• PAGE EXCERPT:
********
The first 2, I mean 3, I mean 4 oh whatever.


If you're to write reviews, you need to be sure of your opinion. The rest was decent. I like some of the insults you threw out, and I like your closing sentence. I also think you should seperate the pros from the cons.

Anyway, here's my next review. It's of a hip-hop album and I've only heard 7, so go easy on me.

3 FEET HIGH AND RISING by De La Soul

I have a new favorite rap album: 3 Feet High and Rising by De La Soul. I'm very glad I made the decision to try out 3FH&R. It showed me a whole new aspect of hip-hop.

My personal favorite thing about the album is how different it is from the albums I've heard. It's a little bit softer, unlike Beastie Boys, a little slower paced unlike the Wu-Tang Clan, and the album has many samples from a wide variety of genres, adding greatly to the diversity, including rock music such as Led Zeppelin, funk bands like The New Birth, a some Kraftwerk electronica, some smooth R&B like The Mad Lads, the psychedelic music of The Monkees, and even other hip-hop groups. There's even a sample of an Eddie Murphy skit, and a Richard Pryor skit as well!

The album starts out with a game show tune and some contestants introducing themselves, which I thought was a good opener becasue a game show is unexpected for a musical album. The music obviously picks up in the next track, "The Magic Number," where the great stirng of samples including the Eddie Murphy one I mentioned earlier began. The string of great tracks gets better with the short but not simple "Cool Breeze On the Rocks," which mixes samples from Michael Jackson, Jefferson Starship, and many different bands and more. "Can you Keep a Secret" is a personal fave because of the sample's drumming and trumpets as De La Soul whispers their way through senseless and comedic lyrics including a word they made up: luuden. The album finally gets more upeat with "Jenifa Taught Me," but becomes soft again with "Ghetto Thang." Sadly, there was a pointless track: "A Little Bit of Soap," which thankfully lasted for one minute. But the album picked up with "Tread Water," which had a very interesting beat, contrary to the next track, "Potholes in My Lawn." "Do As De La Does" was one of the two perfect tracks, as it has a faster pace and great backing vocals from the samples. "Plug Tunin'" was next, and had an interesting little piano riff through the track which surprisingly brought the beat up for me. The good string continued until the one track I cannot understand: "Description." But then came the best and my favorite track, Me Myself and I" because the main sample is of one of my favorite pop songs, Knee Deep by George Clinton. If you ask me, the mix that De La Soul did to that song was perfect.
********
• DATA PROVIDED:

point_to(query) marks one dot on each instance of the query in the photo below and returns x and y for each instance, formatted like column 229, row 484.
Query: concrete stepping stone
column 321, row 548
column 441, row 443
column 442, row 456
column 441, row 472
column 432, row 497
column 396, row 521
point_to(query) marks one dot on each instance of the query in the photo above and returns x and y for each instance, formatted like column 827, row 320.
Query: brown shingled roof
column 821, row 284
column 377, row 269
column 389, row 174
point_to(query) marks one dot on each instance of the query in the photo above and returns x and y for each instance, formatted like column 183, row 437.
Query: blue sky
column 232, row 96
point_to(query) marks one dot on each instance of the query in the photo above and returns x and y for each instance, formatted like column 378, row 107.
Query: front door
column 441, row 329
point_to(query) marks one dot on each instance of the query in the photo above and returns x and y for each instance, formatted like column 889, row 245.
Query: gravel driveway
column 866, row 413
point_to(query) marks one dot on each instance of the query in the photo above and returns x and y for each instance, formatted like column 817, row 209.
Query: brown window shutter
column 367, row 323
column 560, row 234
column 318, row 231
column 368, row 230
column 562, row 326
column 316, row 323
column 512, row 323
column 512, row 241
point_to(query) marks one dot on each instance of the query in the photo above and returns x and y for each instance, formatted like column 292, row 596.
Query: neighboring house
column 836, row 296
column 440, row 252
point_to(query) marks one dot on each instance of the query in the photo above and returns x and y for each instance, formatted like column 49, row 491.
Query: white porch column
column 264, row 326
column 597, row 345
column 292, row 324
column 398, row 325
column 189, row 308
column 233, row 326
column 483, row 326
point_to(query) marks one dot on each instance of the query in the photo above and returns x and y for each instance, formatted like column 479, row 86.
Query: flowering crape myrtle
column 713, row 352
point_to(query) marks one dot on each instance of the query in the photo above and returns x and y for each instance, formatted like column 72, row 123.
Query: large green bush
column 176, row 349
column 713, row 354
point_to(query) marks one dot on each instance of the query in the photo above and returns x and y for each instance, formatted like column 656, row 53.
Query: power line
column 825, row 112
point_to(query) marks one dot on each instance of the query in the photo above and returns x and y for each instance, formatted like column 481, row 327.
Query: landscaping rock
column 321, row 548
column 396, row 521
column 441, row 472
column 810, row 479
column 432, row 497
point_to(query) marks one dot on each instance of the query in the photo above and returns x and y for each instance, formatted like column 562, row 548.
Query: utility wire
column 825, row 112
********
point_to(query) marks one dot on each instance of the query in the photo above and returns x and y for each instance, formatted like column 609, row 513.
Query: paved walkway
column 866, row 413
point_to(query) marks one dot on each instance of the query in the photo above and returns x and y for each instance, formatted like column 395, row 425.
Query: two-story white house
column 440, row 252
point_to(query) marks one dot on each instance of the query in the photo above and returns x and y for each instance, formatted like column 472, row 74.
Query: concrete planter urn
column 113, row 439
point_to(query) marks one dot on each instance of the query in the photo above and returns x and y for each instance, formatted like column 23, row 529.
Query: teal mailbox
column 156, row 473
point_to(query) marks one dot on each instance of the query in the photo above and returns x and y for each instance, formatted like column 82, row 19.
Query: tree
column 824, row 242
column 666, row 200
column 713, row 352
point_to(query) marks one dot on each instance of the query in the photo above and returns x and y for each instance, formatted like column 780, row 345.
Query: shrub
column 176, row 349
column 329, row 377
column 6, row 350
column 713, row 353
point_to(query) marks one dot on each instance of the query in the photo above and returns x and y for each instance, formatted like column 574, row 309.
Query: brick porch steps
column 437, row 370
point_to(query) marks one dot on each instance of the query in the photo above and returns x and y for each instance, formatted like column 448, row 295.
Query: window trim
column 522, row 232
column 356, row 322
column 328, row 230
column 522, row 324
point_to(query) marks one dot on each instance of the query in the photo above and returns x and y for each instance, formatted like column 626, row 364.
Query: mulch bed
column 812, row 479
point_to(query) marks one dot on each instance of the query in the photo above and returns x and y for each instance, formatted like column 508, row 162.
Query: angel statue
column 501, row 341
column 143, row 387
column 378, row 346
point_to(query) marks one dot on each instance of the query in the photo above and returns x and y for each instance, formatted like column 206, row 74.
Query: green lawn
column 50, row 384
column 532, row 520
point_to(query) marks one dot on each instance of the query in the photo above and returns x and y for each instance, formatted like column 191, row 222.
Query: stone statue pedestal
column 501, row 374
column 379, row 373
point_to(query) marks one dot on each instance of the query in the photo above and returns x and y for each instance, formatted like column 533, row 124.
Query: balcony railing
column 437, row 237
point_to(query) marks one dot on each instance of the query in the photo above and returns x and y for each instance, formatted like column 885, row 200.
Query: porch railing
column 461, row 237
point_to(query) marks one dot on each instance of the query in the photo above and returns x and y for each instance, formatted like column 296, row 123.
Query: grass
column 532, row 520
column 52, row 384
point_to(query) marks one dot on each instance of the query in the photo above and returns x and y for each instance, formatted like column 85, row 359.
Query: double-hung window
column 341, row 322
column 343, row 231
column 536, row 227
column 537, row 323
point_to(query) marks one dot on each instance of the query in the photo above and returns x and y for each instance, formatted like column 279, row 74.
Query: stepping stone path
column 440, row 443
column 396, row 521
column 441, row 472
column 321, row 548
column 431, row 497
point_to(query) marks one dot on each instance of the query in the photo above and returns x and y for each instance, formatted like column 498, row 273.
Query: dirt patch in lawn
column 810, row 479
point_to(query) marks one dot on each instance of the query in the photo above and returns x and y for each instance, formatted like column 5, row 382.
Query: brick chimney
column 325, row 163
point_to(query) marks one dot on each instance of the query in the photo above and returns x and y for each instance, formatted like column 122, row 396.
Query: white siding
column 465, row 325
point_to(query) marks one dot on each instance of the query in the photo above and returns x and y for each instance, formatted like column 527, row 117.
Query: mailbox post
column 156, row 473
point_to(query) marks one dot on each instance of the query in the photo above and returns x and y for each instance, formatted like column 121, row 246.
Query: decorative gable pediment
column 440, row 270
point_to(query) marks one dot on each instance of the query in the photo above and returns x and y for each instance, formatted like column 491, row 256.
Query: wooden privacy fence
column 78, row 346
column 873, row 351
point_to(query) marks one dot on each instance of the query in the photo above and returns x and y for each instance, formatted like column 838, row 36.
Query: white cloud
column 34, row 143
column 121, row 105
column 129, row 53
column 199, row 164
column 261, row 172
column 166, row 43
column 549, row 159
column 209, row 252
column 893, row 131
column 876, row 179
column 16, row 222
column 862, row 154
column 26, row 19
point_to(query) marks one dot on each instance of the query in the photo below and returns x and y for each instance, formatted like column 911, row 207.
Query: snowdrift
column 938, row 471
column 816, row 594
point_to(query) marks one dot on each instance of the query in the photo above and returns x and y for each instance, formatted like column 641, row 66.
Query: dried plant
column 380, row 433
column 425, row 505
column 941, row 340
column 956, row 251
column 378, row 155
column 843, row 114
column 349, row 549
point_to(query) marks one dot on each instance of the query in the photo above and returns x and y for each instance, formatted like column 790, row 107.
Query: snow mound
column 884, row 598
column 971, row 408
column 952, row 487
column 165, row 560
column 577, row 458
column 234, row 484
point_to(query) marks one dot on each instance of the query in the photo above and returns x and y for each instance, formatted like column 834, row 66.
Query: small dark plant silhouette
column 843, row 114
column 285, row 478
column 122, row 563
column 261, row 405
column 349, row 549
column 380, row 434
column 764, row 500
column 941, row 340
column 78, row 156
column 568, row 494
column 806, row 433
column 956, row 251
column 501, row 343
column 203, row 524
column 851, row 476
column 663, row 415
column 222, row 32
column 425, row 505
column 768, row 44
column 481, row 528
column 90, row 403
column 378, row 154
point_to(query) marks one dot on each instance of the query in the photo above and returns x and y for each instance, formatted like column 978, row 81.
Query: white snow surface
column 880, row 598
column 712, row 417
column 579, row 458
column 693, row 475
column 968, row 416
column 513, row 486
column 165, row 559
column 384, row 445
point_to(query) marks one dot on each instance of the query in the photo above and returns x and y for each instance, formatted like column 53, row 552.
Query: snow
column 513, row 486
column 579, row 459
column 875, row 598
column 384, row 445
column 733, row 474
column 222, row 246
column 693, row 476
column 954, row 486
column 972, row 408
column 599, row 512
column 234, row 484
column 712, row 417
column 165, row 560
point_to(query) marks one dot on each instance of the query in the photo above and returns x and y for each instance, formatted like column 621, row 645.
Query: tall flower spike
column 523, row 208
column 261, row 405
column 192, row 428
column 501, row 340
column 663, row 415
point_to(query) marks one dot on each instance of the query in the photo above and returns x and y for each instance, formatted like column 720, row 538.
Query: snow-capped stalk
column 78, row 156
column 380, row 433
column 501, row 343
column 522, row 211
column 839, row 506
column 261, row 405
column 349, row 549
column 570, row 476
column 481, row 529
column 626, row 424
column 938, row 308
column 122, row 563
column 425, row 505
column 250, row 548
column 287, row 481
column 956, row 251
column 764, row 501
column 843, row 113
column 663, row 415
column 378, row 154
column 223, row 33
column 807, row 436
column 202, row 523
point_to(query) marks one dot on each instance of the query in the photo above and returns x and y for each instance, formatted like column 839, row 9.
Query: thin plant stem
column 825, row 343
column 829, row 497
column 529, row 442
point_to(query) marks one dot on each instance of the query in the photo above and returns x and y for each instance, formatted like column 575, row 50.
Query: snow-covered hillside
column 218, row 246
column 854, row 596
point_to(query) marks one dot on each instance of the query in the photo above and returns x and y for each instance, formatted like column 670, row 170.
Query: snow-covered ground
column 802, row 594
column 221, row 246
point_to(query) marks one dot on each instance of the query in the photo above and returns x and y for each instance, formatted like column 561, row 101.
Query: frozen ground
********
• BRIEF:
Reproduce the passage of the album review between "I have a new" and "aspect of hip-hop.", inclusive.

• REPLY TO THE TASK:
I have a new favorite rap album: 3 Feet High and Rising by De La Soul. I'm very glad I made the decision to try out 3FH&R. It showed me a whole new aspect of hip-hop.